Then the emerging technologies function of my team faces a little bit further out trying to look around corners
To see what new and novel and emerging risk are coming out of new AI
technologies with the idea that we work with our researchers or engineering partners and of course product
Leaders across the company and understand where Microsoft is going
With those emerging technologies and we're're developing rapid, quick-fire, early steer
guidance that implements our policies ahead
of that formal internal policy-making process, which
can take a bit of time.
So it's designed to both afford that innovation speed
that we like to optimize for at Microsoft,
but also integrate our responsible AI commitments and our AI principles into
emerging product development.
That segues really nicely, actually, as we met with Professor Sharrow and she was talking
about the field of genome editing and the governing at the application level.
I'd love to just understand how similar or not is that to managing the risks of AI in
our world?
Yeah, I mean, Professor Shorah's comments were music to my ears because, you know, where
we make our bread and butter, so to speak, in our team is in applying to use cases.
AI systems, especially in this era of generative AI, are almost inherently multi-use dual use.
And so what really matters is how you're going to apply
that more general purpose technology,
who's going to use it and what domain
is it going to be deployed,
and then tailor that oversight to those use cases.
Try to be risk proportionate.
Professor Sharer talked a little bit about this,
but if it's something that's been done before
and it's just a new spin on an old thing, maybe we're not so concerned about
how closely we need to oversee and gate that application of that technology.
Whereas if it's something new and novel or some new risk that might be posed by that
technology, we take a little bit closer look and we are overseeing that in a more sort
of high-touch way.
Maybe following up on that, how do you define sensitive use or maybe
like high-impact application and once that's labeled what happens? Like what
kind of steps kick in from there? Yeah, so we have this sensitive uses program
that's been at Microsoft since 2019. I came to Microsoft in 2019 when we were
starting this program
in the Office of Responsible AI. It had actually been incubated in Microsoft Research with
our Ether community of colleagues who are experts in socio-technical approaches to responsible
AI as well. Once we put it in the Office of Responsible AI, I came over. I came from academia.
I was a researcher myself.
At Berkeley, right?
At Berkeley, that's right. Yeah
sociologist by training and a lawyer in a past life
But that does help sort of bridge those fields for me
But sensitive uses we we force all of our teams when they're envisioning their system design to think about
could the reasonably foreseeable use or misuse of
The system that they're developing in practice
result in three really major sort of risk types. One is could that deployment result in a consequential
impact on someone's legal position or life opportunity? Another category we have is could
that foreseeable use or misuse result in significant psychological
or physical injury or harm?
And then the third really ties in with a long standing commitment we've had to human rights
at Microsoft.
And so could that system and its reasonably foreseeable use or misuse result in human
rights impacts and injurious consequences to folks along different dimensions of human rights impacts and injurious consequences
to folks along different dimensions of human rights.
Once you decide, we have a process
to reporting that project into my office.
And we will triage that project, working with the product team,
for example, and our responsible AI champs community,
which are folks who are dispersed
throughout the ecosystem of Microsoft
and educated in our Responsible AI program, and then determine, okay, is it in scope for
our program?
If it is, say, okay, we're going to go along for that ride with you.

+++

## [TASK REQUIREMENTS]
Please answer from the transcript excerpt above: where was the sensitive uses program incubated before it was placed in the Office of Responsible AI?

+++

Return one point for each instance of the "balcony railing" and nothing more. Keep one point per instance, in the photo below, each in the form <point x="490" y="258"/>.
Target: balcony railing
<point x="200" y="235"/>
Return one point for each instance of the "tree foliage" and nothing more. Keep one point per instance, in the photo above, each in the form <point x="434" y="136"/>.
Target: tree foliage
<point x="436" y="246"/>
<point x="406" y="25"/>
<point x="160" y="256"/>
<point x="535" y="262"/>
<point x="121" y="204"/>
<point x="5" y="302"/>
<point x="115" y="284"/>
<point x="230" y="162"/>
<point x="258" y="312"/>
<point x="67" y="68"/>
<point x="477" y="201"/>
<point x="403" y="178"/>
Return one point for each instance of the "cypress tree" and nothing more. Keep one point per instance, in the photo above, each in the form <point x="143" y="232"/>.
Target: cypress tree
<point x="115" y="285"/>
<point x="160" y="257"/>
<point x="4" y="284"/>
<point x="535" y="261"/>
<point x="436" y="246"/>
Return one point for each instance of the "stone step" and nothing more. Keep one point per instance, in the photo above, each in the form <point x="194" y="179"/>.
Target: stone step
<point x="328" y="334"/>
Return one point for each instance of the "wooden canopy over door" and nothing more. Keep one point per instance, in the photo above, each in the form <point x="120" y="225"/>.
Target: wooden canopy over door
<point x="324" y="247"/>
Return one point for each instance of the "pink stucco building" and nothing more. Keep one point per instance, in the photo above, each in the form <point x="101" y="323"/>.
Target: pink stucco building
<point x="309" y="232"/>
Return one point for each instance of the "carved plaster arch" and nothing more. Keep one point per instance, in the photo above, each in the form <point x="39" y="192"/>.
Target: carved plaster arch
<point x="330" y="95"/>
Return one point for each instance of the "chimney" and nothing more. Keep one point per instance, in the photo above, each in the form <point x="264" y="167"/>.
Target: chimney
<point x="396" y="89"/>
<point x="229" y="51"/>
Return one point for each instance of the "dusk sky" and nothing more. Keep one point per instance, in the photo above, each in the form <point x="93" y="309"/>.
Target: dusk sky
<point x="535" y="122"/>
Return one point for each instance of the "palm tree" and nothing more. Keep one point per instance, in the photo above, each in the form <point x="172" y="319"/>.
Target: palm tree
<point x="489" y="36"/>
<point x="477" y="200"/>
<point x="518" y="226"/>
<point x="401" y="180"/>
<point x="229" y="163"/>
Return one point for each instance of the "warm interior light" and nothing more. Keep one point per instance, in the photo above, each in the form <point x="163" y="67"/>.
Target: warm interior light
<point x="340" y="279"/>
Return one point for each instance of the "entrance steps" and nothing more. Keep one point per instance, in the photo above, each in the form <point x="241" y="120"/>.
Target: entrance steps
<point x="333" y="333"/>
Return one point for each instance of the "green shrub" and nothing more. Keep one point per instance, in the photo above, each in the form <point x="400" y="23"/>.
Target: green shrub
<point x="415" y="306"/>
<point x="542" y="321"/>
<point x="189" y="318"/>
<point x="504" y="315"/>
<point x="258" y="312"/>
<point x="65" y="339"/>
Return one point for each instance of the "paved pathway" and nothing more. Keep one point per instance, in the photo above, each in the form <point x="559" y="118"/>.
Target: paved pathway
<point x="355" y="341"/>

+++

## [SOLUTION FOR THIS PROBLEM]
In Microsoft Research, with the Ether community of colleagues.